[BEGIN Stored rows]

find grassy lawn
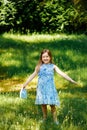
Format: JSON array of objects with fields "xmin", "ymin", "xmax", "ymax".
[{"xmin": 0, "ymin": 34, "xmax": 87, "ymax": 130}]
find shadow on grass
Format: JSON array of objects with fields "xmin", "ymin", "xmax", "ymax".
[{"xmin": 0, "ymin": 90, "xmax": 87, "ymax": 130}]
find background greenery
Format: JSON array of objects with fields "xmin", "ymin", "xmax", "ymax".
[
  {"xmin": 0, "ymin": 0, "xmax": 87, "ymax": 34},
  {"xmin": 0, "ymin": 33, "xmax": 87, "ymax": 130}
]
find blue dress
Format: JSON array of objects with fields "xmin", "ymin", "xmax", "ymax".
[{"xmin": 35, "ymin": 63, "xmax": 60, "ymax": 106}]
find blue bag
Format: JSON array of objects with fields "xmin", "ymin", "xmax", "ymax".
[{"xmin": 20, "ymin": 88, "xmax": 27, "ymax": 98}]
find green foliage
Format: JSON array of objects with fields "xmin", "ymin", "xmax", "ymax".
[
  {"xmin": 0, "ymin": 0, "xmax": 16, "ymax": 33},
  {"xmin": 0, "ymin": 0, "xmax": 87, "ymax": 33},
  {"xmin": 0, "ymin": 34, "xmax": 87, "ymax": 130}
]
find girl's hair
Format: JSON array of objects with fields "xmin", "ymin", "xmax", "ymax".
[{"xmin": 36, "ymin": 49, "xmax": 52, "ymax": 72}]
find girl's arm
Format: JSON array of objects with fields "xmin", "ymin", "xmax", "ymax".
[
  {"xmin": 23, "ymin": 69, "xmax": 37, "ymax": 88},
  {"xmin": 54, "ymin": 65, "xmax": 77, "ymax": 84}
]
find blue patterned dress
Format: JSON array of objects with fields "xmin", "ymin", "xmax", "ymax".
[{"xmin": 35, "ymin": 63, "xmax": 60, "ymax": 106}]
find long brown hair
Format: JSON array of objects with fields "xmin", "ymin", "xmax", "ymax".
[{"xmin": 36, "ymin": 49, "xmax": 52, "ymax": 72}]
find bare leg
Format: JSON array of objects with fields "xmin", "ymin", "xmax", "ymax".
[
  {"xmin": 50, "ymin": 105, "xmax": 57, "ymax": 122},
  {"xmin": 41, "ymin": 104, "xmax": 47, "ymax": 120}
]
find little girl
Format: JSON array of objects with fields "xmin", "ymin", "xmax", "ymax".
[{"xmin": 23, "ymin": 49, "xmax": 77, "ymax": 124}]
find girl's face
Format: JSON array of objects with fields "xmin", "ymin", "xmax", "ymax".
[{"xmin": 42, "ymin": 52, "xmax": 51, "ymax": 64}]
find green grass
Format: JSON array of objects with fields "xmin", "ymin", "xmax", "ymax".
[{"xmin": 0, "ymin": 34, "xmax": 87, "ymax": 130}]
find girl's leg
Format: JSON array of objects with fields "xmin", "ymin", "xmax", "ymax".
[
  {"xmin": 41, "ymin": 104, "xmax": 47, "ymax": 120},
  {"xmin": 50, "ymin": 105, "xmax": 58, "ymax": 123}
]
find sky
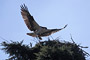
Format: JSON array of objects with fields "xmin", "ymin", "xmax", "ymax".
[{"xmin": 0, "ymin": 0, "xmax": 90, "ymax": 60}]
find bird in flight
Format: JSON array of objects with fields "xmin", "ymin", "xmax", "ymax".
[{"xmin": 20, "ymin": 4, "xmax": 67, "ymax": 40}]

[END Stored rows]

Leave the images out and output the remaining material exactly as it stands.

find grassy lawn
Format: JSON array of objects with fields "xmin", "ymin", "xmax", "ymax".
[{"xmin": 0, "ymin": 34, "xmax": 87, "ymax": 130}]
find shadow on grass
Format: JSON array of objects with fields "xmin", "ymin", "xmax", "ymax".
[{"xmin": 0, "ymin": 90, "xmax": 87, "ymax": 130}]
find background greenery
Format: JSON array of objects with fields "xmin", "ymin", "xmax", "ymax".
[
  {"xmin": 0, "ymin": 0, "xmax": 87, "ymax": 34},
  {"xmin": 0, "ymin": 33, "xmax": 87, "ymax": 130}
]
find blue dress
Format: JSON array of objects with fields "xmin", "ymin", "xmax", "ymax".
[{"xmin": 35, "ymin": 63, "xmax": 60, "ymax": 106}]
find blue bag
Format: JSON array of objects with fields "xmin", "ymin", "xmax", "ymax".
[{"xmin": 20, "ymin": 88, "xmax": 27, "ymax": 98}]
find green foliage
Format: JSON array of objects with fields "xmin", "ymin", "xmax", "ymax".
[
  {"xmin": 0, "ymin": 0, "xmax": 16, "ymax": 33},
  {"xmin": 0, "ymin": 0, "xmax": 87, "ymax": 33},
  {"xmin": 0, "ymin": 34, "xmax": 87, "ymax": 130}
]
find girl's hair
Format: JSON array of objects with fields "xmin", "ymin", "xmax", "ymax".
[{"xmin": 36, "ymin": 49, "xmax": 52, "ymax": 72}]
find girl's arm
Format: JSON array of objects with fields "xmin", "ymin", "xmax", "ymax".
[
  {"xmin": 23, "ymin": 69, "xmax": 37, "ymax": 88},
  {"xmin": 54, "ymin": 65, "xmax": 77, "ymax": 84}
]
find blue patterned dress
Format: JSON array of objects with fields "xmin", "ymin", "xmax", "ymax".
[{"xmin": 35, "ymin": 63, "xmax": 60, "ymax": 106}]
find long brown hair
Format: JSON array of objects with fields "xmin", "ymin", "xmax", "ymax".
[{"xmin": 36, "ymin": 49, "xmax": 52, "ymax": 72}]
find bare leg
Format: JSON array of objects with fields "xmin", "ymin", "xmax", "ymax".
[
  {"xmin": 50, "ymin": 105, "xmax": 57, "ymax": 122},
  {"xmin": 41, "ymin": 104, "xmax": 47, "ymax": 120}
]
find little girl
Format: JSON array of objects with fields "xmin", "ymin", "xmax", "ymax".
[{"xmin": 23, "ymin": 49, "xmax": 77, "ymax": 124}]
find girl's face
Format: JSON array of objects with fields "xmin", "ymin", "xmax", "ymax".
[{"xmin": 42, "ymin": 52, "xmax": 51, "ymax": 64}]
find green grass
Format: JSON array of objects with fields "xmin", "ymin", "xmax", "ymax".
[{"xmin": 0, "ymin": 34, "xmax": 87, "ymax": 130}]
find girl's leg
Format: JSON array of objects with fields "xmin", "ymin", "xmax", "ymax".
[
  {"xmin": 41, "ymin": 104, "xmax": 47, "ymax": 120},
  {"xmin": 50, "ymin": 105, "xmax": 58, "ymax": 123}
]
find sky
Format: JSON array of objects with fields "xmin", "ymin", "xmax", "ymax".
[{"xmin": 0, "ymin": 0, "xmax": 90, "ymax": 60}]
find bird in flight
Format: JSON array of objects with fields "xmin", "ymin", "xmax", "ymax".
[{"xmin": 20, "ymin": 4, "xmax": 67, "ymax": 40}]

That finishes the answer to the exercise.